▶ EXERCISE MATERIALS
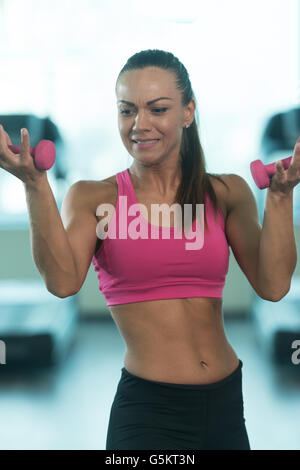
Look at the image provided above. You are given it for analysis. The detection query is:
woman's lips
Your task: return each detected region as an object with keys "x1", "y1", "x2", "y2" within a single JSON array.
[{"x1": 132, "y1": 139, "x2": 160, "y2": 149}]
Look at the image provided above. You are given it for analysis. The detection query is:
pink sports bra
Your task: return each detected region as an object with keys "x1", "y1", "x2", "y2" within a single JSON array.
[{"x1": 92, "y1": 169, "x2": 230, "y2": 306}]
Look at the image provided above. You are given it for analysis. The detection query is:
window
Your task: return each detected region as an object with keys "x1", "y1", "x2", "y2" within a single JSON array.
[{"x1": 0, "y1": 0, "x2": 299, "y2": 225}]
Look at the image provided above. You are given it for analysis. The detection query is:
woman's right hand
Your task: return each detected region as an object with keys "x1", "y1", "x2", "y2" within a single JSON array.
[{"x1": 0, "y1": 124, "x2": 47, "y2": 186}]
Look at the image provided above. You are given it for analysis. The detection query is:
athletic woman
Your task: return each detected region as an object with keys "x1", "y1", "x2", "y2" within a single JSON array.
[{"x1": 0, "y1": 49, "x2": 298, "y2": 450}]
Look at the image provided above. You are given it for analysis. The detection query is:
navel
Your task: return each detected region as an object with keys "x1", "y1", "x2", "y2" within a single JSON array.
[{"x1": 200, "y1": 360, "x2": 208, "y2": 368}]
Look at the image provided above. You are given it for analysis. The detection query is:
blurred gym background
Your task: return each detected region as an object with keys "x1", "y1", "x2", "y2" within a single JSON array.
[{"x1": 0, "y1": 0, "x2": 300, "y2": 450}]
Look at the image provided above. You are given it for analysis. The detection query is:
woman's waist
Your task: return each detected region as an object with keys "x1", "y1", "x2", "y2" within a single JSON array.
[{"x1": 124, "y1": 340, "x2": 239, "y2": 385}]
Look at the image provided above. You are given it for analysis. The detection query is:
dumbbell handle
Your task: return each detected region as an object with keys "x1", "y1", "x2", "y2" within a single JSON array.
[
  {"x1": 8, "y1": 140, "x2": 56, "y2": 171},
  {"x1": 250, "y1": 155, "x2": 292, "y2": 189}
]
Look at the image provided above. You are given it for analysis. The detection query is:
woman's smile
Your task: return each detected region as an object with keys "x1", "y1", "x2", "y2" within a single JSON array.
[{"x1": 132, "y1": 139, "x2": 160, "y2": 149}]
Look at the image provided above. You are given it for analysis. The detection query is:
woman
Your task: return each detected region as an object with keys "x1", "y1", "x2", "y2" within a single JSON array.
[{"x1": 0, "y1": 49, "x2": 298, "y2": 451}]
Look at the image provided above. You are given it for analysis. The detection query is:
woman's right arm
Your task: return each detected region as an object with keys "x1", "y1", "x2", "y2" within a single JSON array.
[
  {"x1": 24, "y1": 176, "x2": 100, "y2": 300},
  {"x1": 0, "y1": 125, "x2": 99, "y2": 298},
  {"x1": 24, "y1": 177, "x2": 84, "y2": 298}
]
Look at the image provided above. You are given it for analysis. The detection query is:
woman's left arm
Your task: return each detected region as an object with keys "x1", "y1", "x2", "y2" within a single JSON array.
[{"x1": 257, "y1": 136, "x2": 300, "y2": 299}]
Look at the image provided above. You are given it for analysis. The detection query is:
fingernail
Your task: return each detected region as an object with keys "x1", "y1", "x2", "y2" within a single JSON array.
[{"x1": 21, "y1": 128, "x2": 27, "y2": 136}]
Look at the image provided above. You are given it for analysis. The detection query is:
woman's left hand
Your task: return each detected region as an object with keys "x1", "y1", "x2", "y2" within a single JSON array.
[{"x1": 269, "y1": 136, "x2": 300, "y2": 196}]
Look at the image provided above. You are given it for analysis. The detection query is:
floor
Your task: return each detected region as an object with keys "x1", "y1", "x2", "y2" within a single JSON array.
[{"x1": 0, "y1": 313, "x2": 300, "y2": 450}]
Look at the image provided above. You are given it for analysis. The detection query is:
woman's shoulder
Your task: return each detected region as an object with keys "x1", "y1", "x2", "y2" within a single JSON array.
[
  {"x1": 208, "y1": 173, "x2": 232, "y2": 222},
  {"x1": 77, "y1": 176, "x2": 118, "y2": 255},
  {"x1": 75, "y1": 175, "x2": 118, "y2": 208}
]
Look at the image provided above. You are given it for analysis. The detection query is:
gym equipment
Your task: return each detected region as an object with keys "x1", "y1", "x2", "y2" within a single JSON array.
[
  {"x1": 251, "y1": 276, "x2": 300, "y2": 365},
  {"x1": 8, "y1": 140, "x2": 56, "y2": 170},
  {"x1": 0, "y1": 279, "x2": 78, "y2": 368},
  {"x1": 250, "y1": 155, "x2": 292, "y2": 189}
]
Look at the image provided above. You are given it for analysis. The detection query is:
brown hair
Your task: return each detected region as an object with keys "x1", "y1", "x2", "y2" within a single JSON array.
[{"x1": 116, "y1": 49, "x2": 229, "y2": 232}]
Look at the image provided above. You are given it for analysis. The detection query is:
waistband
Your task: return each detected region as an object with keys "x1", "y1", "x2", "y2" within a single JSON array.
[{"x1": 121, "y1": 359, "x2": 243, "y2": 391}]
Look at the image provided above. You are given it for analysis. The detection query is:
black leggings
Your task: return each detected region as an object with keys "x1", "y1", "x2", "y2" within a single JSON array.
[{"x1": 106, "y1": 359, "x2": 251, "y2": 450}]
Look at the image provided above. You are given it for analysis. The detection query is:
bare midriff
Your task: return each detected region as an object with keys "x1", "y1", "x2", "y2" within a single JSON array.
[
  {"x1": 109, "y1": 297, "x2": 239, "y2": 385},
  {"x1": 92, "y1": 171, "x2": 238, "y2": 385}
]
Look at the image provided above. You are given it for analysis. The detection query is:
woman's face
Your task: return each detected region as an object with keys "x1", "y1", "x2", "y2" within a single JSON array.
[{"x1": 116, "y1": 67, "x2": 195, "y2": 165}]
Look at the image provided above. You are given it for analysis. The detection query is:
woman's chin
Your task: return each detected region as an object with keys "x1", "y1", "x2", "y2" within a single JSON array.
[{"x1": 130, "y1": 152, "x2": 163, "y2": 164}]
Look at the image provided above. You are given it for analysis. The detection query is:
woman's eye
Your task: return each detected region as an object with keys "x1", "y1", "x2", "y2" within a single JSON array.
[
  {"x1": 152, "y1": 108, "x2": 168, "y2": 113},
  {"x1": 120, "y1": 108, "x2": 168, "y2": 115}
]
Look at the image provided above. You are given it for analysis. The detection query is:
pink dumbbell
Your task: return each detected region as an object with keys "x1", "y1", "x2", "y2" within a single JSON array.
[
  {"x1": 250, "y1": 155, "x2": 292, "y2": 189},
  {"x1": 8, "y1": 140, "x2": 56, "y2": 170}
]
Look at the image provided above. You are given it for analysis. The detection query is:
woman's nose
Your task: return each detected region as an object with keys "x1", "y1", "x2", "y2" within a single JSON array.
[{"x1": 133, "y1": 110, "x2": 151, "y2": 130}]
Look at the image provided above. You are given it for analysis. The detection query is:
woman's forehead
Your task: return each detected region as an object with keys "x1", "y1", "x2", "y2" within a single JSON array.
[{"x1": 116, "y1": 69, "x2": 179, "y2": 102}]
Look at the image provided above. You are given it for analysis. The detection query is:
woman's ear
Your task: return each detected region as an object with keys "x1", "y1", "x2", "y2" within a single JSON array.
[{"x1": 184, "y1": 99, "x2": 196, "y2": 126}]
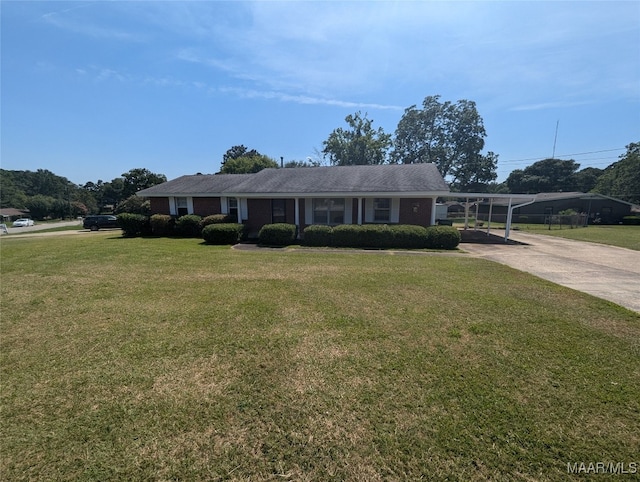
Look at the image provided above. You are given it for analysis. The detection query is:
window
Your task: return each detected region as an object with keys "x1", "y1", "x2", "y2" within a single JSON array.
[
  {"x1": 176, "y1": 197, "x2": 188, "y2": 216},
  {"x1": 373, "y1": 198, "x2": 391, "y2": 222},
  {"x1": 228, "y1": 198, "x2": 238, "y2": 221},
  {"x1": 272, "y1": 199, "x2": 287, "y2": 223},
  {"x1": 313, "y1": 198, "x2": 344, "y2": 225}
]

▶ PROBLEM DESCRIPTION
Nothing but the lines from the one containing "woman's forehead" through the end of the listing is to be output, and those lines are to be output exactly, pictures excluded.

▶ TASK OUTPUT
woman's forehead
Your task: return each detected region as an object with keys "x1", "y1", "x2", "y2" within a single JSON array.
[{"x1": 116, "y1": 69, "x2": 179, "y2": 102}]
Look at the image provided above. You are given it for analysis. The detection query is:
woman's ear
Your task: return each detected region as an object with keys "x1", "y1", "x2", "y2" within a single JSON array.
[{"x1": 184, "y1": 99, "x2": 196, "y2": 126}]
Look at the image provided above. You are given it for analysis. The detection query is:
window
Your task: return each detected region as an object with keys "x1", "y1", "x2", "y2" within a single JSON array.
[
  {"x1": 176, "y1": 197, "x2": 188, "y2": 216},
  {"x1": 373, "y1": 198, "x2": 391, "y2": 222},
  {"x1": 228, "y1": 198, "x2": 238, "y2": 221},
  {"x1": 272, "y1": 199, "x2": 287, "y2": 223},
  {"x1": 313, "y1": 198, "x2": 344, "y2": 225}
]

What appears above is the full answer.